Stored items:
++++++++++++++++++++

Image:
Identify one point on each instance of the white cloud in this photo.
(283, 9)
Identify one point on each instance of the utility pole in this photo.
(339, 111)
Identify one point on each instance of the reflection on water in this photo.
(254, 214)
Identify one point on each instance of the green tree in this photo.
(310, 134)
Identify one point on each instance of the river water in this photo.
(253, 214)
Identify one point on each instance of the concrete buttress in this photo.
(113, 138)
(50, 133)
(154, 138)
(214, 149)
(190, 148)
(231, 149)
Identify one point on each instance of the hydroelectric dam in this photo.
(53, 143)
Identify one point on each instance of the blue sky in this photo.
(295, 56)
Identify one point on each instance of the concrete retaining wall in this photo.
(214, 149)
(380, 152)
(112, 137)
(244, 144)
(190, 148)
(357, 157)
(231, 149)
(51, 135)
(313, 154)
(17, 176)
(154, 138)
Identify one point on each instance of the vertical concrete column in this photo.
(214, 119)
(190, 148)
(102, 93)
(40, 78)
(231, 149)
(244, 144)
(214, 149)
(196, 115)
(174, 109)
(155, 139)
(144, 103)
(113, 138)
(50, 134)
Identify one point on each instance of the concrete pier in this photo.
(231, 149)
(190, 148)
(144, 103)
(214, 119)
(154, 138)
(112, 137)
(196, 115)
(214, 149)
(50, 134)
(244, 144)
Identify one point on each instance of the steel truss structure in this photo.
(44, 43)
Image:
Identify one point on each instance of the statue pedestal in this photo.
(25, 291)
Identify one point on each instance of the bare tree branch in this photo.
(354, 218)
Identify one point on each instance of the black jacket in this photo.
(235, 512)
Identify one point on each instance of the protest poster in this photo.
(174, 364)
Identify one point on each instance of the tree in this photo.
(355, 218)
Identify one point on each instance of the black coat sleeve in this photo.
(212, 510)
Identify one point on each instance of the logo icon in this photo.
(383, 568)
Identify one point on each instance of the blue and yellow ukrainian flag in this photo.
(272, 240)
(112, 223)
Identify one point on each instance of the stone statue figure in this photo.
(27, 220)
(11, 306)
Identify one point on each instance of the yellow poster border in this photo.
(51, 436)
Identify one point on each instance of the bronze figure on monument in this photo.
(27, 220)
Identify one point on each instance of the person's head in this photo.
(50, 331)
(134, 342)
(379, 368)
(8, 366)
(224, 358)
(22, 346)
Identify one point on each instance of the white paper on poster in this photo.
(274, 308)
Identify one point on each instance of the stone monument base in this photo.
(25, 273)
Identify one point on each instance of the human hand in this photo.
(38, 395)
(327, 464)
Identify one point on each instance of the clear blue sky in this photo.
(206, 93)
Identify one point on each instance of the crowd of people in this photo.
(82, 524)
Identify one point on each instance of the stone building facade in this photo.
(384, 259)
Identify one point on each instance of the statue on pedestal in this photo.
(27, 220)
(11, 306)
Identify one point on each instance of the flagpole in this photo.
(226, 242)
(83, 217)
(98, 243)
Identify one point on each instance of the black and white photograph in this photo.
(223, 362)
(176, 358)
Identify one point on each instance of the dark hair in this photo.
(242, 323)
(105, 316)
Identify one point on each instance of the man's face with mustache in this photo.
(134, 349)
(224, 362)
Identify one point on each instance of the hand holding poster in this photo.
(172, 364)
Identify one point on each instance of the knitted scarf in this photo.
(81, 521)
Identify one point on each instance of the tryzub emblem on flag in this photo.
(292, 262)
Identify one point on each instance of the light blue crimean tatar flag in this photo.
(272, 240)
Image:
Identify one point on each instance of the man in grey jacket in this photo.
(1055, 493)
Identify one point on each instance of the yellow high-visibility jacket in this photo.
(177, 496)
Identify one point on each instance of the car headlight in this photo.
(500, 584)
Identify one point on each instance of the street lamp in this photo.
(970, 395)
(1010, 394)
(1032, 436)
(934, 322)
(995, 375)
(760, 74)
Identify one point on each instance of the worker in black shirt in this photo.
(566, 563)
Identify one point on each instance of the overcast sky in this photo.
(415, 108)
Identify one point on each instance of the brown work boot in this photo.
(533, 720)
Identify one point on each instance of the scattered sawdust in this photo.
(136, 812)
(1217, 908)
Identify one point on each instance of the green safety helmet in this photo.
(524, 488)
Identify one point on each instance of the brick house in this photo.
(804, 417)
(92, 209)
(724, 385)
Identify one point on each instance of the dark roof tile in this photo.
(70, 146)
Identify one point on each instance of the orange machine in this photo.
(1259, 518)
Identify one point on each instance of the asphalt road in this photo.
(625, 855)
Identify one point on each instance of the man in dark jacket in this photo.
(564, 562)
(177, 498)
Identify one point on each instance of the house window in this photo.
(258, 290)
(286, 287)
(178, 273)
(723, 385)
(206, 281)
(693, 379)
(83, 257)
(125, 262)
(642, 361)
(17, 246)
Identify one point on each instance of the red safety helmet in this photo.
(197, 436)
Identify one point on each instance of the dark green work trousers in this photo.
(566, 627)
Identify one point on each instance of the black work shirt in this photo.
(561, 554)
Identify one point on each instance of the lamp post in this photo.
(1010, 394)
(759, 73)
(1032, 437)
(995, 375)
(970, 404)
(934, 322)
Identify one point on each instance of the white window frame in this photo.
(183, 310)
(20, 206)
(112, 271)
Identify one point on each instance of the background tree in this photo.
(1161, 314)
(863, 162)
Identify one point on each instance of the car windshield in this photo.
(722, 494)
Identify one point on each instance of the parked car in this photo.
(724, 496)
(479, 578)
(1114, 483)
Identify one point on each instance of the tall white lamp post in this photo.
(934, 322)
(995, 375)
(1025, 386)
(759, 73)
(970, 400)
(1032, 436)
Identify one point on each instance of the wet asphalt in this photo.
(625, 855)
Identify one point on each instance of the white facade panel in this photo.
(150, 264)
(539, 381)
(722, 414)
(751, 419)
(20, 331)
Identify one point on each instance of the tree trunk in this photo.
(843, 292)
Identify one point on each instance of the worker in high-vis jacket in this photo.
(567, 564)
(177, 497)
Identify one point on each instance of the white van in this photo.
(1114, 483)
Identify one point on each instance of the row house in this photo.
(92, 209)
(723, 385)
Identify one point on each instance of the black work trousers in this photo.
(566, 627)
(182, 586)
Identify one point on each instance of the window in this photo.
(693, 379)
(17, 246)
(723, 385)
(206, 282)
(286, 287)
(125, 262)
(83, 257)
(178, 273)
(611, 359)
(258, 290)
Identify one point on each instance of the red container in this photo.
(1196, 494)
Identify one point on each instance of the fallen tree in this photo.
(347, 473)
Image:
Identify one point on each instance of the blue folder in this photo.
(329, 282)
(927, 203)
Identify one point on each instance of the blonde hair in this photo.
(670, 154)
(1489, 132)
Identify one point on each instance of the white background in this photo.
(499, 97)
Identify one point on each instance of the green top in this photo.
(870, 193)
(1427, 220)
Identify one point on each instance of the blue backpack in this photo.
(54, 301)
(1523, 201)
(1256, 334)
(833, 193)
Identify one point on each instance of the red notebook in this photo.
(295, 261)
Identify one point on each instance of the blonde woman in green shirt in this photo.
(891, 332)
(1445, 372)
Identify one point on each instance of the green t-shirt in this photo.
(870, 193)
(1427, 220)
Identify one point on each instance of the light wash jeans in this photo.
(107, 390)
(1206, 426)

++++++++++++++++++++

**Work to complete**
Give every record again, exactly as it appears.

**Output for this task**
Image:
Identify one point on each instance of the white cloud in this photo.
(283, 9)
Identify one point on each instance of the utility pole in this photo.
(339, 111)
Identify one point on each instance of the reflection on water in this photo.
(254, 214)
Identify one point on each instance of the green tree in this photo.
(310, 134)
Identify one point on each instance of the river water in this photo.
(253, 214)
Identify one point on each instance of the concrete buttress in this photo.
(113, 138)
(50, 133)
(154, 138)
(214, 149)
(190, 148)
(231, 149)
Identify one point on each instance of the hydroelectric dam in this photo.
(53, 143)
Identify one point on each instance of the blue sky in this photo.
(295, 56)
Identify one point on each instance of the concrete retaining wall in this photo.
(214, 149)
(380, 152)
(112, 137)
(244, 144)
(190, 148)
(357, 157)
(231, 149)
(51, 135)
(313, 154)
(17, 176)
(154, 138)
Identify one point on each instance of the vertical concrete column in this photo.
(214, 119)
(190, 148)
(102, 93)
(40, 78)
(231, 149)
(244, 144)
(214, 149)
(196, 115)
(174, 109)
(155, 139)
(144, 103)
(113, 138)
(50, 134)
Identify one point on each instance of the concrete pier in this photo.
(231, 149)
(190, 148)
(144, 103)
(214, 119)
(154, 138)
(112, 137)
(196, 115)
(214, 149)
(50, 134)
(244, 144)
Identify one point on each instance of the steel truss structure in this photo.
(44, 43)
Image:
Identify one point on each instance of the statue pedestal in this photo.
(25, 291)
Identify one point on each instance of the bare tree branch in this photo.
(354, 218)
Identify one point on each instance of the black jacket in this photo.
(235, 512)
Identify one point on each instance of the protest poster in this photo.
(174, 364)
Identify one point on each instance of the tree in this photo.
(355, 218)
Identify one point on each instance of the black coat sleeve in this photo.
(212, 510)
Identify one point on each instance of the logo icon in this photo.
(383, 568)
Identify one point on each instance of the blue and yellow ukrainian flag in this photo.
(272, 240)
(112, 223)
Identify one point on each instance of the stone statue figure in this photo.
(27, 220)
(11, 306)
Identify one point on each instance of the yellow poster border in this photo.
(51, 436)
Identify one point on each instance of the bronze figure on monument in this photo.
(27, 220)
Identify one point on each instance of the person's head in this photo.
(50, 331)
(134, 342)
(379, 368)
(8, 366)
(224, 358)
(22, 346)
Identify one point on each instance of the white paper on poster in this photo.
(274, 308)
Identify one point on each instance of the stone monument base in this photo.
(25, 273)
Identify one point on each instance of the human hand in this photo.
(38, 395)
(327, 464)
Identify one point on each instance of the clear blue sky in this photo.
(206, 93)
Identify one point on each instance of the crowd of people in this photo.
(82, 524)
Identify one point on each instance of the stone building facade in this photo.
(384, 259)
Identify one point on each instance of the statue on pedestal in this photo.
(27, 220)
(11, 306)
Identify one point on each instance of the flagpole in this photo.
(226, 242)
(83, 217)
(98, 243)
Identify one point on each instance of the black and white photograph in this photo.
(223, 362)
(176, 358)
Identify one point on each instance of the dark hair in this photo.
(242, 323)
(105, 316)
Identify one point on each instance of the man's face with mustache in this photo.
(134, 349)
(224, 362)
Identify one point on each instance of the hand holding poster in this photo.
(172, 364)
Identify one point on each instance of the knitted scarf in this photo.
(81, 521)
Identify one point on each instance of the tryzub emblem on flag in this photo.
(292, 262)
Identify one point on each instance of the light blue crimean tatar flag in this photo.
(272, 240)
Image:
Identify one point on each instance of the man in grey jacket in this photo.
(1055, 493)
Identify one point on each instance of the yellow high-visibility jacket in this photo.
(177, 496)
Identify one point on each instance of the car headlight in this photo.
(500, 584)
Identify one point on each instance of the street lamp in this photo.
(970, 395)
(1010, 394)
(1032, 436)
(934, 322)
(995, 375)
(760, 74)
Identify one point on each instance of the worker in black shirt in this photo.
(566, 563)
Identify one point on each instance of the overcast sky in this photo.
(415, 108)
Identify one point on each instance of the brown work boot in this photo.
(533, 720)
Identify one point on each instance of the scattered sawdust in this photo.
(136, 812)
(1217, 908)
Identify one point on each instance of the green safety helmet in this photo.
(524, 488)
Identify one point on each instance of the brick house in this photo.
(804, 417)
(92, 209)
(724, 385)
Identify one point on each instance of the dark roof tile in this photo.
(70, 146)
Identify one point on each instance of the orange machine in this photo.
(1259, 518)
Identify one point on each instance of the asphalt road in this photo.
(625, 855)
Identify one point on each instance of the man in dark jacket in this photo.
(564, 562)
(177, 498)
Identify one point on each instance of the house window in this photo.
(258, 290)
(286, 287)
(178, 273)
(723, 385)
(206, 281)
(693, 379)
(83, 257)
(125, 262)
(642, 361)
(17, 246)
Identify one point on each instance of the red safety helmet in this photo.
(197, 436)
Identify one point on each instance of the dark green work trousers in this photo.
(566, 627)
Identify one point on each instance of the black work shirt in this photo.
(561, 554)
Identify one point on each instance of the lamp post in this photo.
(1010, 394)
(759, 73)
(1032, 437)
(995, 375)
(970, 404)
(934, 322)
Identify one point on each instance of the white window frame in this photo.
(183, 310)
(20, 206)
(112, 271)
Identify one point on each instance of the background tree in this photo.
(1161, 314)
(863, 162)
Identify one point on each instance of the car windshield in this photo.
(722, 494)
Identify one point on each instance of the parked car in this photo.
(724, 496)
(479, 578)
(1114, 483)
Identify one point on each instance of the tall white lamp post in this photo.
(934, 322)
(995, 375)
(1025, 386)
(759, 73)
(970, 400)
(1032, 436)
Identify one point on each instance of the wet asphalt in this photo.
(625, 855)
Identify one point on each instance of the white facade panel in this photo.
(150, 264)
(539, 381)
(722, 414)
(751, 419)
(20, 331)
Identify one point on each instance of the tree trunk in this photo.
(843, 292)
Identify one point on each instance of the worker in high-vis jacket in this photo.
(567, 564)
(177, 497)
Identify one point on each instance of the white van in this photo.
(1114, 483)
Identify one point on each instance of the row house in this photo.
(92, 209)
(723, 385)
Identify one point on each instance of the black work trousers in this photo.
(566, 627)
(182, 586)
Identify one point on each instance of the window in this photo.
(693, 379)
(17, 246)
(723, 385)
(206, 282)
(286, 287)
(125, 262)
(83, 257)
(178, 273)
(611, 359)
(258, 290)
Identify one point on each instance of the red container in this photo.
(1196, 494)
Identify one point on each instance of the fallen tree in this photo.
(347, 473)
Image:
Identify one point on each instance of the blue folder in this photo.
(329, 282)
(927, 203)
Identify one point on each instance of the blonde hair in this photo.
(670, 154)
(1489, 132)
Identify one point on each instance of the white background in this photo.
(499, 97)
Identify one point on each instance of the green top in this photo.
(870, 193)
(1427, 220)
Identify one point on each instance of the blue backpack in this photo.
(54, 301)
(1523, 201)
(1256, 334)
(833, 193)
Identify one point on each instance of the red notebook in this photo.
(295, 261)
Identify one point on each instance of the blonde woman in green shirt in this photo.
(891, 332)
(1445, 372)
Identify one point on each instance of the green t-shirt in this photo.
(870, 193)
(1427, 220)
Identify one point on each instance of the light wash jeans in this photo.
(107, 390)
(1206, 426)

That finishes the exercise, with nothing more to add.